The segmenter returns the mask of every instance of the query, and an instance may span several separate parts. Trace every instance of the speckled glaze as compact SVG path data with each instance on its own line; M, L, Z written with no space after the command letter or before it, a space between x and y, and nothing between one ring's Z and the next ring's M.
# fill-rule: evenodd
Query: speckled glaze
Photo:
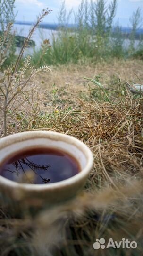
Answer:
M42 199L48 204L55 204L73 197L83 188L93 164L93 154L85 144L68 135L50 131L28 131L0 139L0 166L6 158L19 151L41 146L67 151L78 161L81 171L64 181L45 184L19 183L0 175L2 194L8 195L14 200L18 195L23 195L25 198Z

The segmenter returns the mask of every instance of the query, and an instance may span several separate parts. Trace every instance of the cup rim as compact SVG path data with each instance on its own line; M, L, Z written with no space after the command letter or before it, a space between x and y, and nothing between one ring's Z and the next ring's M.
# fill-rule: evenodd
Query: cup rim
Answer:
M27 184L25 183L18 183L5 178L0 174L0 184L5 186L17 188L21 188L25 190L52 190L68 185L71 185L85 178L89 174L93 166L93 157L90 149L83 142L72 136L55 131L28 131L20 133L17 133L11 135L6 136L0 139L0 150L8 145L14 144L17 142L25 141L32 138L43 138L47 137L53 139L64 141L67 139L67 143L71 142L70 144L74 145L78 147L79 150L82 151L86 157L87 163L84 168L81 170L78 174L70 178L61 181L47 184ZM70 143L69 143L70 144ZM81 150L82 148L82 150Z

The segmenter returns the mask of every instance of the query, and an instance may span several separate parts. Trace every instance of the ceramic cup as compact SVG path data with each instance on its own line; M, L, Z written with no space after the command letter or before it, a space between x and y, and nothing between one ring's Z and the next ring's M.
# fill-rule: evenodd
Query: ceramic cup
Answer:
M24 132L7 136L0 139L0 166L9 156L14 156L23 150L37 147L67 152L77 160L81 171L62 181L44 184L18 183L0 175L1 193L8 195L14 200L18 195L24 195L25 198L43 199L48 204L63 202L74 197L85 184L93 166L93 156L85 144L74 137L42 131Z

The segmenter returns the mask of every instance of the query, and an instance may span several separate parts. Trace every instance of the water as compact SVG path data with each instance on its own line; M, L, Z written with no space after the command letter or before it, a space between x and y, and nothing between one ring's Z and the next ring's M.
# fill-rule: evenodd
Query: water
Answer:
M31 27L31 25L14 24L13 26L13 31L15 32L17 36L22 36L26 37ZM41 44L44 40L50 39L50 42L51 44L52 37L53 35L56 36L57 34L57 31L56 30L40 28L37 28L31 38L35 42L35 49L37 50L40 48ZM20 50L20 48L17 47L17 53L18 54ZM32 47L27 48L25 51L25 55L28 54L32 54L33 50L34 49Z
M25 37L26 37L29 31L29 30L31 28L32 26L29 25L24 24L14 24L13 25L13 31L15 31L16 35L22 36ZM41 44L42 41L45 39L50 39L50 42L52 44L52 37L54 36L56 37L57 35L57 31L56 30L52 30L51 29L46 29L45 28L37 28L34 32L32 37L31 38L35 43L35 46L34 47L36 50L38 50L40 48ZM139 44L139 41L135 40L135 47L137 48ZM130 40L129 39L125 39L124 41L123 46L125 48L127 48L130 44ZM17 53L18 54L20 52L20 48L17 47ZM32 54L34 51L34 48L32 47L28 47L25 49L24 53L24 56L25 56L27 54Z
M6 159L0 174L23 183L47 184L74 176L80 171L78 162L66 152L53 148L34 148Z

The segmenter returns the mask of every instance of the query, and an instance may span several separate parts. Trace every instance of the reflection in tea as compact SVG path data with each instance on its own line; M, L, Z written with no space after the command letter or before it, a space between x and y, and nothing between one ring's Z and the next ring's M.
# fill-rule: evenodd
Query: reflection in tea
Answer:
M66 180L80 172L67 153L53 148L32 148L17 153L0 166L1 176L17 182L47 184Z

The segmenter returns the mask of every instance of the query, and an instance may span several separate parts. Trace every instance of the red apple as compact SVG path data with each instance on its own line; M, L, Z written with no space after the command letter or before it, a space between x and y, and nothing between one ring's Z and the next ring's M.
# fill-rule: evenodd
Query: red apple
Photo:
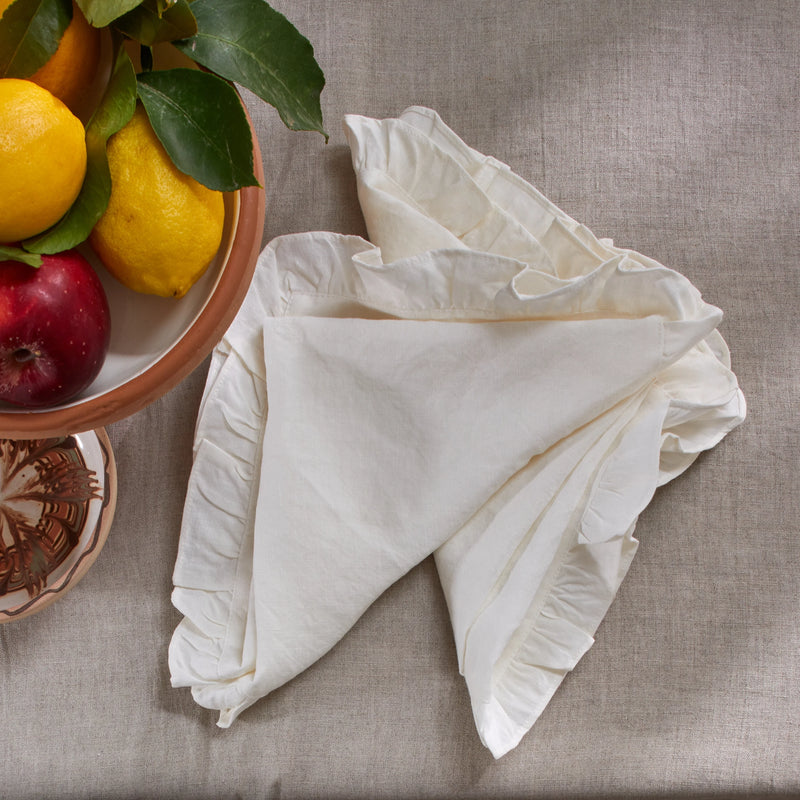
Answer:
M26 408L63 403L89 386L111 333L91 264L76 250L42 262L0 262L0 400Z

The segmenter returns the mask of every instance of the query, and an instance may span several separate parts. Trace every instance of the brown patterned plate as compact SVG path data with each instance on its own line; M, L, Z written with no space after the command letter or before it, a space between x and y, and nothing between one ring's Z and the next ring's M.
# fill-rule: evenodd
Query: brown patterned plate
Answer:
M108 536L114 454L99 428L51 439L0 439L0 622L71 589Z

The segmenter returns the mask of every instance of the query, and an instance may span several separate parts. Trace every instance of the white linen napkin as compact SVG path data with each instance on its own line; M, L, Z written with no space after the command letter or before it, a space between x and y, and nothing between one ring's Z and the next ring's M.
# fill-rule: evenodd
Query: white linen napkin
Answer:
M681 275L429 109L346 132L372 242L274 240L212 356L172 683L227 727L433 553L499 757L591 645L655 488L744 399Z

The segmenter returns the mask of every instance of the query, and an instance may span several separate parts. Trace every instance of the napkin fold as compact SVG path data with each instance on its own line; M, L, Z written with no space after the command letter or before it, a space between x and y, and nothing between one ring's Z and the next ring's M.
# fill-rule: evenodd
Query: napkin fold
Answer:
M429 109L345 129L371 242L275 239L212 355L172 683L227 727L434 554L499 757L592 644L656 487L744 399L684 277Z

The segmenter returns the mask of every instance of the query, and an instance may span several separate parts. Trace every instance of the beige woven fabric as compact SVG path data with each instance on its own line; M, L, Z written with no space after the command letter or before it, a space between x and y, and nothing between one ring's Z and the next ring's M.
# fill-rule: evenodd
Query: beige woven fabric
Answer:
M284 130L247 97L265 245L310 230L364 236L339 121L435 108L598 236L676 269L723 309L748 419L656 492L594 646L495 762L475 734L432 559L227 731L170 687L198 370L111 426L120 499L89 574L0 627L0 794L797 796L797 3L273 4L315 46L331 140Z

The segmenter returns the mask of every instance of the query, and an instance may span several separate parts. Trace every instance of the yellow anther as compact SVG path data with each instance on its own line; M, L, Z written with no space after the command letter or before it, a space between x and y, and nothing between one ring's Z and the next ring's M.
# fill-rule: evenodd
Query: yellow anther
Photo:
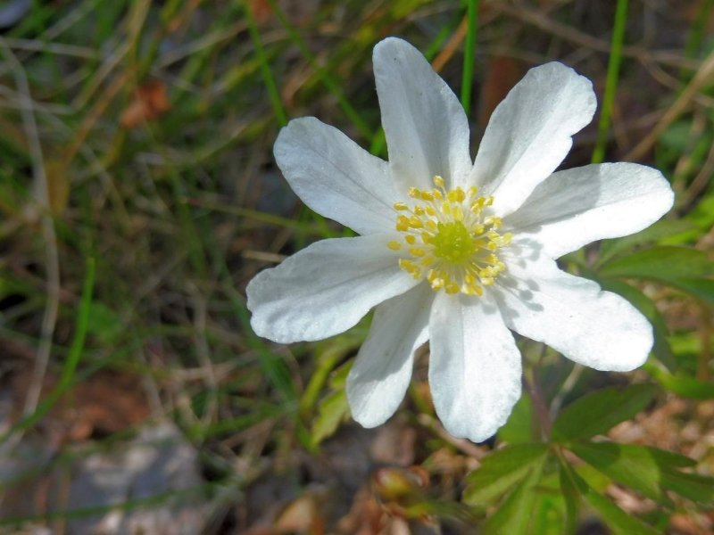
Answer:
M421 262L419 262L419 264L424 268L430 268L431 266L434 265L436 259L435 259L434 257L426 257L424 259L421 260Z
M505 270L496 252L512 235L497 232L501 218L483 213L493 205L493 196L477 196L476 186L447 191L439 176L432 181L435 189L409 188L413 203L394 204L401 212L396 229L403 242L388 242L387 247L405 249L409 258L400 259L399 267L417 280L426 278L434 291L483 295L484 287Z
M402 243L400 243L399 242L395 242L394 240L389 242L386 244L386 246L389 247L389 249L391 249L392 251L399 251L400 249L402 249Z
M446 193L446 198L452 202L463 202L463 200L466 199L466 193L463 193L461 188L457 187Z
M479 297L484 294L484 289L477 284L465 284L463 292L466 295L478 295Z
M424 226L424 223L421 222L421 219L417 218L416 216L411 216L409 218L409 226L412 228L421 228Z
M445 290L446 293L452 293L452 294L459 293L460 290L459 284L454 284L453 283L449 283L444 289Z
M399 216L396 218L396 229L399 232L404 232L409 230L409 218L406 216Z

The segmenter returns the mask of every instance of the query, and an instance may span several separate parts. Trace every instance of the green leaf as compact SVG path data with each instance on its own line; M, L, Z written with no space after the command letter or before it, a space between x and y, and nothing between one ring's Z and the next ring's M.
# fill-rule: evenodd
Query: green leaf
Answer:
M318 404L318 414L312 422L311 432L313 446L317 446L328 437L332 436L339 424L350 416L350 406L347 403L347 392L345 385L351 367L351 362L341 366L333 373L328 382L332 391Z
M602 266L599 276L654 280L714 305L714 262L696 249L662 245L637 251Z
M613 259L599 269L605 276L632 276L665 284L714 275L707 253L688 247L660 246Z
M714 280L712 279L677 279L673 281L671 285L686 292L709 305L714 306Z
M312 442L317 445L331 436L349 415L350 406L344 390L328 394L318 405L318 416L312 423Z
M706 507L714 506L714 478L676 470L662 473L662 487Z
M602 265L624 252L632 251L638 245L657 242L662 238L682 234L692 228L694 228L694 225L689 221L683 221L682 219L662 219L637 234L622 238L603 240L601 242L600 245L598 265Z
M501 496L543 463L547 454L547 444L514 444L488 455L467 476L464 502L482 505Z
M577 489L568 476L566 469L560 466L560 492L565 500L565 533L570 535L577 531L578 498Z
M570 450L612 480L643 496L671 506L665 490L676 492L702 505L714 504L714 478L681 472L696 463L669 451L611 442L584 442Z
M690 399L714 399L714 383L699 381L683 374L672 374L653 364L644 369L668 391Z
M571 444L569 449L612 480L661 505L671 506L671 500L660 486L661 470L646 448L582 442Z
M545 445L532 444L531 446ZM513 448L516 448L516 446ZM529 529L531 527L531 516L534 514L535 505L538 497L536 487L543 475L543 468L546 459L546 453L543 453L529 464L529 470L526 479L508 496L498 510L485 523L485 533L519 535L531 532Z
M506 424L498 430L498 440L509 444L521 444L533 440L533 412L530 396L524 392L511 411Z
M566 442L603 433L640 412L656 391L651 384L633 384L587 394L560 414L553 424L552 440Z
M587 482L582 479L575 470L570 469L565 463L560 464L561 470L564 472L563 478L567 478L571 482L571 486L577 490L591 507L593 507L612 530L615 535L657 535L658 531L651 526L642 523L634 516L620 509L610 499L594 490Z

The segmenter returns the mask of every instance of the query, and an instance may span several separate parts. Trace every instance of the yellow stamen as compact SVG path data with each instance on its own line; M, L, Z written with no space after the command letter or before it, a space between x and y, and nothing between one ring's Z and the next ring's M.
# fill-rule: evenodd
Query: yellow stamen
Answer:
M505 270L496 253L513 236L498 232L503 222L489 213L493 196L479 197L476 186L446 190L438 176L432 182L435 189L409 188L413 204L394 204L397 212L407 212L396 214L395 225L407 246L392 241L387 247L403 251L408 256L399 267L417 280L426 278L435 292L483 295Z

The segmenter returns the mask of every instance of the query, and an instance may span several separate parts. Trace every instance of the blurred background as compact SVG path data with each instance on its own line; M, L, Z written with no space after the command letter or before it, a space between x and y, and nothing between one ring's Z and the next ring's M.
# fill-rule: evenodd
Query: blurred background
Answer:
M643 309L657 345L630 374L526 347L550 410L654 385L610 439L714 473L714 1L7 0L0 532L482 532L501 495L464 499L469 474L537 434L527 394L497 438L455 440L430 405L425 348L402 410L363 430L344 382L369 318L286 347L253 333L245 302L261 269L351 235L287 186L280 127L316 116L386 158L374 45L409 40L460 94L469 35L472 154L508 90L557 60L599 98L564 167L639 161L677 195L663 223L565 259ZM572 462L653 526L637 532L714 532L709 498L663 506ZM529 532L635 532L587 506L564 527L553 485Z

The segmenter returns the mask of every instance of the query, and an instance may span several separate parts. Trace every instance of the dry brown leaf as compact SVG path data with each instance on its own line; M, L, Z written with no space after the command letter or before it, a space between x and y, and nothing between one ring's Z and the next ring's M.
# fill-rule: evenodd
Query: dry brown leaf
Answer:
M125 128L133 128L157 119L170 107L164 83L152 80L137 88L134 98L121 112L120 123Z

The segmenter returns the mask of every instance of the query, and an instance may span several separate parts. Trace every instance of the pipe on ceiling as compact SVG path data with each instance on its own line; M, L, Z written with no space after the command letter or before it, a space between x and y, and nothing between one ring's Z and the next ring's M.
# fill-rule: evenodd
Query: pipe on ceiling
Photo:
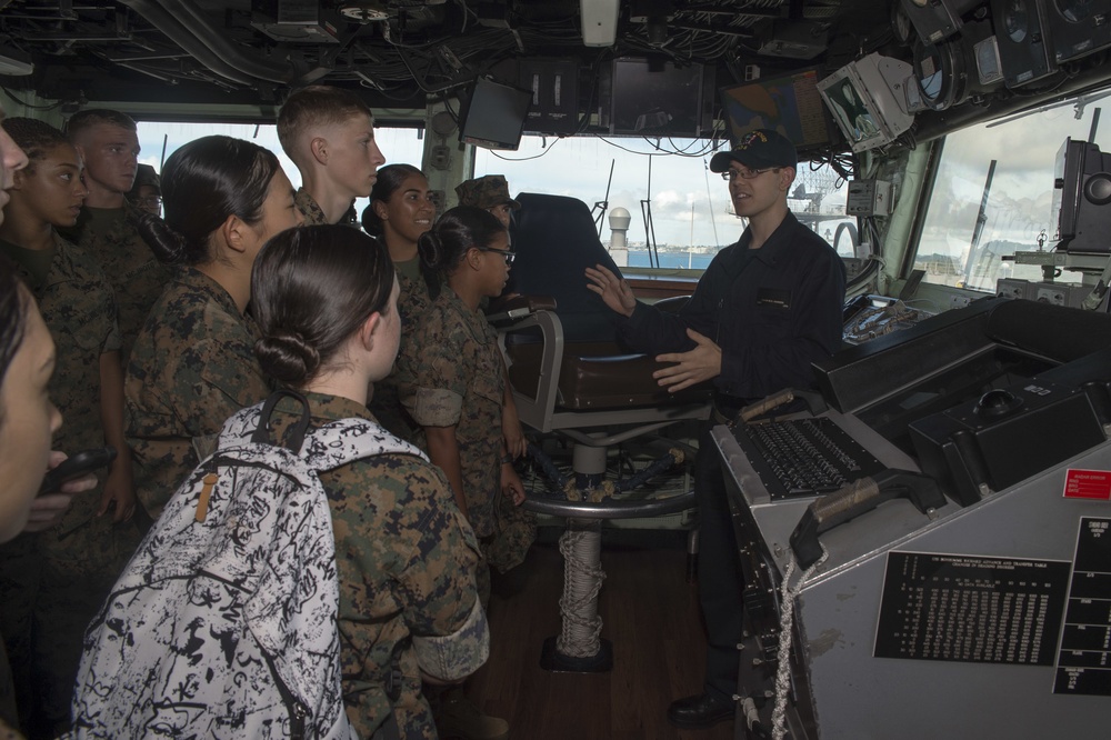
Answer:
M167 12L162 6L153 2L153 0L120 0L120 3L146 18L154 28L164 33L167 38L181 47L186 53L220 77L232 82L239 82L240 84L252 84L254 82L249 76L220 59L192 31L179 23L173 16Z
M233 82L257 80L289 84L297 79L292 64L252 58L229 41L201 12L180 0L120 0L217 74Z

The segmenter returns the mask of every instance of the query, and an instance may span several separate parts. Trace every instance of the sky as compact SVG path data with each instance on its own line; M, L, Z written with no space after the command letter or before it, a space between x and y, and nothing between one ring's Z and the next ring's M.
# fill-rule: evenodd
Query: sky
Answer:
M164 157L197 137L222 133L256 141L278 154L294 187L300 174L281 151L273 126L212 123L139 123L139 161L161 171ZM379 147L388 163L420 166L423 142L416 129L376 129ZM725 142L719 142L724 148ZM743 223L729 212L729 191L721 176L710 172L710 142L689 139L565 138L527 136L518 151L493 152L478 149L474 172L504 174L510 192L542 192L579 198L587 206L605 199L609 207L623 207L632 216L630 242L645 240L641 201L651 198L657 244L725 246L737 241ZM610 167L613 168L612 182ZM651 172L649 171L651 168ZM651 176L651 177L649 177ZM824 203L844 207L844 189ZM357 202L359 212L366 200ZM603 230L607 241L609 226Z

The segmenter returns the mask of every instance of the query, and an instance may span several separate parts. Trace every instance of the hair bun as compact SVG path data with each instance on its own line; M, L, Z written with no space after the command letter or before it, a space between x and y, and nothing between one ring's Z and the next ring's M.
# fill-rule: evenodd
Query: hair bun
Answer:
M137 219L139 236L154 257L163 264L181 264L186 261L189 246L181 232L152 213L140 213Z
M259 364L274 380L300 386L320 367L320 354L304 337L293 331L279 331L254 343Z
M443 244L434 229L429 229L417 238L417 253L429 269L439 270L442 267Z

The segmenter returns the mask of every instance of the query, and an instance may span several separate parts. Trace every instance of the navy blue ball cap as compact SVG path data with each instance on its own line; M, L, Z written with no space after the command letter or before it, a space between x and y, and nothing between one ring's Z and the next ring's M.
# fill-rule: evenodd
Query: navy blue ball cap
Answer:
M730 162L740 162L750 170L769 167L799 166L799 153L791 140L771 129L757 129L741 137L729 151L719 151L710 160L711 172L724 172Z

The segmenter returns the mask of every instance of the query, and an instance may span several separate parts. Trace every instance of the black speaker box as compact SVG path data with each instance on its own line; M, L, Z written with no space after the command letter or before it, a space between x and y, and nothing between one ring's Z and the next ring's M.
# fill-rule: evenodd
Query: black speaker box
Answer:
M961 16L982 0L902 0L902 9L924 43L938 43L961 30Z
M991 0L999 61L1008 88L1020 88L1057 71L1047 22L1053 0Z
M1052 0L1047 17L1058 63L1111 47L1111 0Z

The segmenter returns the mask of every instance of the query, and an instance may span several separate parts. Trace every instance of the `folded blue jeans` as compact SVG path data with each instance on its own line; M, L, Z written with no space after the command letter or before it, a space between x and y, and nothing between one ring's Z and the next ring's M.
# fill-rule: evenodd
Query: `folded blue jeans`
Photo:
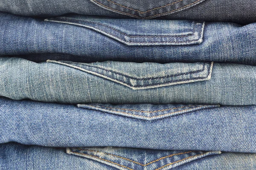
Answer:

* EXERCISE PROMPT *
Copy the data verbatim, from the beginning through the line that contains "M42 199L48 204L55", including that line. Omit the pictures from your copy.

* THE RESPONSE *
The segmenter returns the mask of every instance of the query, and an instance may span several separate parts. Trace every instance of the speckled glaze as compact SVG path data with each instance on its own line; M, L, Z written with no space after the command letter or before it, a space between x and y, and nothing between one ring's Z and the next ring's M.
# fill-rule: evenodd
Query: speckled glaze
Photo:
Answer:
M42 199L48 204L55 204L73 197L83 188L93 164L93 154L85 144L68 135L50 131L28 131L0 139L0 166L6 158L19 151L41 146L67 151L78 161L81 171L64 181L45 184L19 183L0 175L2 194L8 195L14 200L18 195L23 195L25 198Z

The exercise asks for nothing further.